== Task description ==
With the first line below as the start and the line containing "Query: face mask" as the end, copy every line between them exactly, ends included.

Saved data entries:

════════════════

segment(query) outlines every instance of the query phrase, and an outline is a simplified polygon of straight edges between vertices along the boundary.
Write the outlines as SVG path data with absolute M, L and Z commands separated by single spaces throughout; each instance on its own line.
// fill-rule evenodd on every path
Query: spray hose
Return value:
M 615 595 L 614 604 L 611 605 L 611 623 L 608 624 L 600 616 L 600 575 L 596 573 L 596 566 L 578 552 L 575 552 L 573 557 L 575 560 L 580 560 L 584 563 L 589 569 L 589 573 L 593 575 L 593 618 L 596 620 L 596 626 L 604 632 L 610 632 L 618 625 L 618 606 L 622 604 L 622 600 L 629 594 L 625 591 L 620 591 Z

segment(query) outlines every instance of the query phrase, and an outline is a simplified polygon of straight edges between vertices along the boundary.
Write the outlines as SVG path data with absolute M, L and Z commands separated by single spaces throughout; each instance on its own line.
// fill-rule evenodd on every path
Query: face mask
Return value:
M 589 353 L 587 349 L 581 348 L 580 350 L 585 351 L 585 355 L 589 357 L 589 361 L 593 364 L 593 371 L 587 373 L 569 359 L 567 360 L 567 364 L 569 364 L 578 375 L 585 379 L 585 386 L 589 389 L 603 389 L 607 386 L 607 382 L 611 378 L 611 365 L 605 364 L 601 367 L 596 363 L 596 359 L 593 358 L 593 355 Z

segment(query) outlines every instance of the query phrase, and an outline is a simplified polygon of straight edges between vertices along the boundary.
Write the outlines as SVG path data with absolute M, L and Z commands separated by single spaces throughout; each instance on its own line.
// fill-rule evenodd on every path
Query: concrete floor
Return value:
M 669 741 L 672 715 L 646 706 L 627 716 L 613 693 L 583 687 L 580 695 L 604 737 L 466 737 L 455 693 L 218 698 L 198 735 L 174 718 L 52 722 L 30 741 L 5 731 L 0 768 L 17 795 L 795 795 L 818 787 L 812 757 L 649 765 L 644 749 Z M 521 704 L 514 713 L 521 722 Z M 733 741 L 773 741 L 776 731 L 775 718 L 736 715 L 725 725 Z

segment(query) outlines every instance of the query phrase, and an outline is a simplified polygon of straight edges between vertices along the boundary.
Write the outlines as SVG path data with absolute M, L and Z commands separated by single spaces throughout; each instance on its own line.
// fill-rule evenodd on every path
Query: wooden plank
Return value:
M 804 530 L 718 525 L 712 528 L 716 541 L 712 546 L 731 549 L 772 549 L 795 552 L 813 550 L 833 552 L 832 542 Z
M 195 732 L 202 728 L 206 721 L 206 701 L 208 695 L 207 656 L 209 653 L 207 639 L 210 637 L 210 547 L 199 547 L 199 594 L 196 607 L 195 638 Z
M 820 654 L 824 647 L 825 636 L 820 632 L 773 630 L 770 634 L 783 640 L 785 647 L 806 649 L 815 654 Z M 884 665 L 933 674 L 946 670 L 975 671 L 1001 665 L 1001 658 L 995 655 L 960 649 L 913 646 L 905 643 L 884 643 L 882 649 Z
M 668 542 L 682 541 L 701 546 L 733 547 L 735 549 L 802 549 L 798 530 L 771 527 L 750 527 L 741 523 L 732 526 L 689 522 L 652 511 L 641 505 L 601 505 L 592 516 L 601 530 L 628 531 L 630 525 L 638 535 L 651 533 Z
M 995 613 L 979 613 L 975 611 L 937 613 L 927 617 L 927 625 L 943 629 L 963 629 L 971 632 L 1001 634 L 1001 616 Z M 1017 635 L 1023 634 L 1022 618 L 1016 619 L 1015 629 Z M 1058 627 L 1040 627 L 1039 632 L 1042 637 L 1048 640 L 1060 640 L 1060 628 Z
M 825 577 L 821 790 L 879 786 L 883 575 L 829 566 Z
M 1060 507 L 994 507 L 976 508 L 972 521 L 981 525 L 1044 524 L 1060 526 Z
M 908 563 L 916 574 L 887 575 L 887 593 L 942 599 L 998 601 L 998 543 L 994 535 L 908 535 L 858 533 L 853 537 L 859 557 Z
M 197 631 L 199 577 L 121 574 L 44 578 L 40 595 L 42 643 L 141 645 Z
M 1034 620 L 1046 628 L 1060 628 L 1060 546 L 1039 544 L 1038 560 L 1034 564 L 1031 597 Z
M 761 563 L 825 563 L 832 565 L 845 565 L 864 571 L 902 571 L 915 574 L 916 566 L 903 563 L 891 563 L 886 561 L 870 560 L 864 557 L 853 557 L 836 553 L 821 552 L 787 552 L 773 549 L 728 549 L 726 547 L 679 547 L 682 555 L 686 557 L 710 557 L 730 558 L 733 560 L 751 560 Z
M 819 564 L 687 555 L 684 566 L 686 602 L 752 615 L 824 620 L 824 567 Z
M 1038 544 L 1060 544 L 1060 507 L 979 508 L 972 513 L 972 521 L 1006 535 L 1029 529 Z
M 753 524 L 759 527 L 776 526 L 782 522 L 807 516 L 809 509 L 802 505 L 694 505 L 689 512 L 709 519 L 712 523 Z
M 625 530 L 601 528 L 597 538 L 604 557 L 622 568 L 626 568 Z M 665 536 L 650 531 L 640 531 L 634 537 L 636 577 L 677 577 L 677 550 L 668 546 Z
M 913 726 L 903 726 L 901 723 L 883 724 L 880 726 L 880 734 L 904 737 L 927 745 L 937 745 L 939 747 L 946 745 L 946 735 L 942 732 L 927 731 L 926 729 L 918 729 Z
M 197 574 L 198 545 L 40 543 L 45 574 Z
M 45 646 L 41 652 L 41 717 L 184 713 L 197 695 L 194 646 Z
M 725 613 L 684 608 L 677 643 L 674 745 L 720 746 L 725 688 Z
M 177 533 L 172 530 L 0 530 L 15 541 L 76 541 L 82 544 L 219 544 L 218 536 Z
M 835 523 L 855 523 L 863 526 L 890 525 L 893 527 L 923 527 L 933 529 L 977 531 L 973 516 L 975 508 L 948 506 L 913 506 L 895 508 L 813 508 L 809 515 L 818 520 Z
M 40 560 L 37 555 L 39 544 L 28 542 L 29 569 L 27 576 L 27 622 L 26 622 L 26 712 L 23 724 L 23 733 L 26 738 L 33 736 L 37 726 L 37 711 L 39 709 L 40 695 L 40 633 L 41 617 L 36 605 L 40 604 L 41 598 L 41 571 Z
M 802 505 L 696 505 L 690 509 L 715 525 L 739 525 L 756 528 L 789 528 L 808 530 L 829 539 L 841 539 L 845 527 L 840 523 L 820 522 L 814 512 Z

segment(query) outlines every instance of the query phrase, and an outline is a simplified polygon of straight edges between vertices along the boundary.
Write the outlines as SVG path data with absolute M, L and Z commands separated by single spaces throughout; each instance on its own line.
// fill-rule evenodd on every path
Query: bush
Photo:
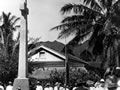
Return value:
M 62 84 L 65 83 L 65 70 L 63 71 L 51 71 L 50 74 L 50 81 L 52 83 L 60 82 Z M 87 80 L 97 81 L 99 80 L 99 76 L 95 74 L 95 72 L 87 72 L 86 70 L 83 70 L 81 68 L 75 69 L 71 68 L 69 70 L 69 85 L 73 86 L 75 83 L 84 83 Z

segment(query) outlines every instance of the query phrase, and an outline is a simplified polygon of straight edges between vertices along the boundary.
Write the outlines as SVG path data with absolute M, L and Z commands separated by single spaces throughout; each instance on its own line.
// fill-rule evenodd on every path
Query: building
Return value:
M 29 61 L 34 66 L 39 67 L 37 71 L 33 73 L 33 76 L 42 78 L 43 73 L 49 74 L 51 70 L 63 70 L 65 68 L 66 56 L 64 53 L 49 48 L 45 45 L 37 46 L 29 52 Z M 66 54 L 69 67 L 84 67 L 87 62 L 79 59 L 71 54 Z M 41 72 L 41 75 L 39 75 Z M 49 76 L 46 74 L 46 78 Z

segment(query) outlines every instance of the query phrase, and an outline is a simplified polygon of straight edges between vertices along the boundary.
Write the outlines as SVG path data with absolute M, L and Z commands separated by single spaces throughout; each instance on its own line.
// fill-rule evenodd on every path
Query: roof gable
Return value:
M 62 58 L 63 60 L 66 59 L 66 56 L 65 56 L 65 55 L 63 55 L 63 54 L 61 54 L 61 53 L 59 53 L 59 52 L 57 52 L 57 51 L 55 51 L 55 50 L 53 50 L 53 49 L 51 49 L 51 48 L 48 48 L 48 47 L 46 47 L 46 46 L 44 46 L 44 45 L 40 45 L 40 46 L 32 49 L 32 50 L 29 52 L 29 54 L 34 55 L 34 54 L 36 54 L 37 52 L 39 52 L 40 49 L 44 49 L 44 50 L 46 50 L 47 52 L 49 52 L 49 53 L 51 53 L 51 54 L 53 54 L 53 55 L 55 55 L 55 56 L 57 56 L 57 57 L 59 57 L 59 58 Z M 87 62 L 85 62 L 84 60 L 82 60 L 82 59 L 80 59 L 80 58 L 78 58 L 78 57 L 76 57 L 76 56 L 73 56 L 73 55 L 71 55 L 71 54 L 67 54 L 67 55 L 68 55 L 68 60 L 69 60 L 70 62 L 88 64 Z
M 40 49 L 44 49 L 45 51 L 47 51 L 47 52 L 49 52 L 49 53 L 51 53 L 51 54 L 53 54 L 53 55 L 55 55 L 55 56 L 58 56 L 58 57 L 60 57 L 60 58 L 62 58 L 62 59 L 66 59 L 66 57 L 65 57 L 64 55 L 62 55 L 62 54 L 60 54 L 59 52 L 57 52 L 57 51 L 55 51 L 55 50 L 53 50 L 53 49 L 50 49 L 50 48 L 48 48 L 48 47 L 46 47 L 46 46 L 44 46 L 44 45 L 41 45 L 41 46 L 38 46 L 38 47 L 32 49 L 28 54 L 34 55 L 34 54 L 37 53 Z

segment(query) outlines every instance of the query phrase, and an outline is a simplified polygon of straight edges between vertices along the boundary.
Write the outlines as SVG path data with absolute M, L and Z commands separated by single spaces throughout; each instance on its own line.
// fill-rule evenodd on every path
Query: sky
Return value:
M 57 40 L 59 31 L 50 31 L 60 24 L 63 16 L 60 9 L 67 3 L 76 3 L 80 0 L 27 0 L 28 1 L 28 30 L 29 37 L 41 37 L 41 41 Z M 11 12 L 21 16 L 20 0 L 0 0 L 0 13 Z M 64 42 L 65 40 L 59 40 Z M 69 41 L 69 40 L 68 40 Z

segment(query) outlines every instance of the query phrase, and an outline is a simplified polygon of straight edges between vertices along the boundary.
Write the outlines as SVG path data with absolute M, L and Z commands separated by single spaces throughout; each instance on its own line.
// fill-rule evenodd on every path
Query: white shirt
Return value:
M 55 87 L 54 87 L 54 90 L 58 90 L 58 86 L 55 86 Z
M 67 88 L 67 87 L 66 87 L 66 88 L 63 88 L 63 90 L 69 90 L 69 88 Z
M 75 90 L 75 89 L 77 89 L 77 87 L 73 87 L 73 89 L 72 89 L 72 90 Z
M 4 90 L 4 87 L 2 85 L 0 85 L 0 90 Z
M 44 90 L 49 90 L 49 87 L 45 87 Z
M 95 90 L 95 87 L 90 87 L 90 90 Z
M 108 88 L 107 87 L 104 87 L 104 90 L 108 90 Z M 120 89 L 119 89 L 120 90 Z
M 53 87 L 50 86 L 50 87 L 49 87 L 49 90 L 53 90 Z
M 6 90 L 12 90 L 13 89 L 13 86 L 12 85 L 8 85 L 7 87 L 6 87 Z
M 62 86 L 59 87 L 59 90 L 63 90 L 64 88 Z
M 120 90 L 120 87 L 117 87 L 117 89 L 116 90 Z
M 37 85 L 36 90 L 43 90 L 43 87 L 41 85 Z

════════════════

== Response to the task ==
segment(query) outlines every instance of the query phrase, and an outline is a simplified polygon of straight edges between vertices along the boundary.
Write the outlines as SVG path data with absolute M, L and Z commands separated by single spaces throughout; each instance on its own line.
// fill-rule evenodd on every path
Query: spray hose
Return value:
M 615 595 L 614 604 L 611 605 L 611 623 L 608 624 L 600 616 L 600 575 L 596 573 L 596 566 L 578 552 L 575 552 L 573 557 L 575 560 L 580 560 L 584 563 L 589 569 L 589 573 L 593 575 L 593 618 L 596 620 L 596 626 L 604 632 L 610 632 L 618 625 L 618 606 L 622 604 L 622 600 L 629 594 L 625 591 L 620 591 Z

segment(query) outlines every instance of the query phrase, and an outline is a simplified polygon of straight edges between vertices along the boundary.
Write the outlines as SVG path data with absolute M, L and Z commands separated by single spaces throughout; each instance on its own line.
// fill-rule evenodd on every path
Query: face mask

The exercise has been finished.